> [Extrait à lire]:
"""

J-Y.LD. Renforcer la prédominance américaine dans le domaine industriel et technologique, et éviter que les États-Unis ne soient dépassés par la montée en puissance de la Chine, ce n’est pas nouveau. Ce qui l’est, ce sont les choix stratégiques pour y aboutir.
Celui qui avait le mieux anticipé cette évolution et mis en place les outils les plus efficaces pour contrer ce risque, c’est Biden. Dès 2021, en début de mandat, il lance l’IRA, l’Inflation Reduction Act. Ce projet ambitieux devient un immense levier d’incitation pour attirer les entreprises sur le sol américain afin d’y produire les outils industriels et les innovations de la transition écologique et la tech : panneaux solaires, voitures électriques, batteries, IA… L’IRA, ce sont 370 milliards de dollars mobilisés, principalement via des exonérations fiscales, mais pas uniquement. Et cela concerne aussi bien les entreprises américaines que celles venant de l’étranger. Le pari a fonctionné. Sur le plan économique, le mandat de Biden est un succès. Jamais les États-Unis ne s’étaient aussi bien portés, malgré une poussée inflationniste en début de mandat.
Trump, lui, s’inscrit dans une logique tout à fait différente : une sorte d’enfermement car il est convaincu que la puissance naît de l’autonomie totale.

"""

Entrées répertoriées dans un jeu de données:
"""

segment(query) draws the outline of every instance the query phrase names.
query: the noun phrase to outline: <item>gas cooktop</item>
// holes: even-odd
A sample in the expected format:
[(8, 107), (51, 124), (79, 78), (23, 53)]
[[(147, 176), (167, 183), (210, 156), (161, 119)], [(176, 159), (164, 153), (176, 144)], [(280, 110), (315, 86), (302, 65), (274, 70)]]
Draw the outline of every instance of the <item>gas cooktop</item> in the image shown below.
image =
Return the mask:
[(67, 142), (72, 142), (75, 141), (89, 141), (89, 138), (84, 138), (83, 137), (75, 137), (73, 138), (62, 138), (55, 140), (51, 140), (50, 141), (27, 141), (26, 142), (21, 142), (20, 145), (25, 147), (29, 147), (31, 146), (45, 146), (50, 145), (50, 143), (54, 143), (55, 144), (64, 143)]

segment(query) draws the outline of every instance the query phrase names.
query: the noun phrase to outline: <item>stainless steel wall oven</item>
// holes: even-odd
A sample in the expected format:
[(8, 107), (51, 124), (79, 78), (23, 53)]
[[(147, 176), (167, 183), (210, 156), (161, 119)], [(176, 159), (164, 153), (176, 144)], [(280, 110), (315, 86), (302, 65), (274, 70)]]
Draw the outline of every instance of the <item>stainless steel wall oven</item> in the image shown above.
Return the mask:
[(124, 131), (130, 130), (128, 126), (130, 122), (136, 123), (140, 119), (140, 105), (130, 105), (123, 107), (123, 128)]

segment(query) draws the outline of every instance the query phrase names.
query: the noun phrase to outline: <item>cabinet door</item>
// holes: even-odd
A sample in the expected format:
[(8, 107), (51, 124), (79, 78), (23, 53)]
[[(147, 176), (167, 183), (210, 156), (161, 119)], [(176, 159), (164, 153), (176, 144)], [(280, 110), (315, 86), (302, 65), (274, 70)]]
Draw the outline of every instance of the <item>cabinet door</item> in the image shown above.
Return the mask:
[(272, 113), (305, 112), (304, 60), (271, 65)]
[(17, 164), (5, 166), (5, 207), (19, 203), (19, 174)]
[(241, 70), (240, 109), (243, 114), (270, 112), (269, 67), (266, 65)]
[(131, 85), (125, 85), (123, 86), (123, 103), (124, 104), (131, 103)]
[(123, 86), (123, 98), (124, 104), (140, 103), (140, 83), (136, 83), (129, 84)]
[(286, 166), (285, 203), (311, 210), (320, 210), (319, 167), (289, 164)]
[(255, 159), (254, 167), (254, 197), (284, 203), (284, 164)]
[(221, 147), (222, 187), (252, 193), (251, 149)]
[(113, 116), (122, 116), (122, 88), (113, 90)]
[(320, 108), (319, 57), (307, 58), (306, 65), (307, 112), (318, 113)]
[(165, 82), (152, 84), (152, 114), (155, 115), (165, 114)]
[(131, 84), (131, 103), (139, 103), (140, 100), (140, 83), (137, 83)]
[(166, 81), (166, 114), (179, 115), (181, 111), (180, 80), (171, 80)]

"""

> [Consigne]: Rédigez la suite de l'extrait sur la politique industrielle américaine, à partir de l'endroit où il s'interrompt. Les enregistrements n'ont ici aucun rôle à jouer.

> [Votre réponse]:
Quel impact la politique américaine de Donald Trump a-t-elle sur les marchés mondiaux ?
J-Y.LD. Les marchés vont s’adapter à cette nouvelle situation. La mondialisation se changer considérablement mais les échanges se poursuivront d’une autre manière, sous la forme d’un libéralisme régionalisé. Je vous rappelle que 85 % des échanges s’effectuent indépendamment des États-Unis. L’adaptation à cette nouvelle donne sera durable, quelle que soit l’évolution politique américaine. Car même si, demain, un autre gouvernement arrive au pouvoir à Washington, les événements auront laissé des traces. Le doute, voire la défiance, resteront très présents.
Nous sommes entrés dans une phase de réorganisation mondiale, initiée par Trump, mais qui n’aura pas nécessairement les conséquences qu’il entrevoyait.
Motivé par un électorat qui se sent dépossédé par la mondialisation, Trump applique ce qu’il avait annoncé. Pourtant, sa logique risque d’être pénalisante pour les États-Unis.
J-Y.LD. Augmenter les droits de douane, c’est faire payer quelqu’un — et ce quelqu’un, c’est d’abord le consommateur américain. Qu’il soit particulier ou entreprise importatrice, c’est lui qui absorbe la hausse des prix. Résultat : de l’inflation, qui a déjà commencé à se faire sentir. Et au-delà, un effet dissuasif sur l’investissement.
Prenons un exemple : si vous êtes producteur de machines-outils et qu’on vous invite à investir aux États-Unis, mais qu’on vous annonce des tarifs douaniers élevés sur les composants que vous devez importer, vous y réfléchirez à deux fois. Dans un monde où la chaîne de valeur est éclatée, cette politique punit la production et freine les implantations industrielles.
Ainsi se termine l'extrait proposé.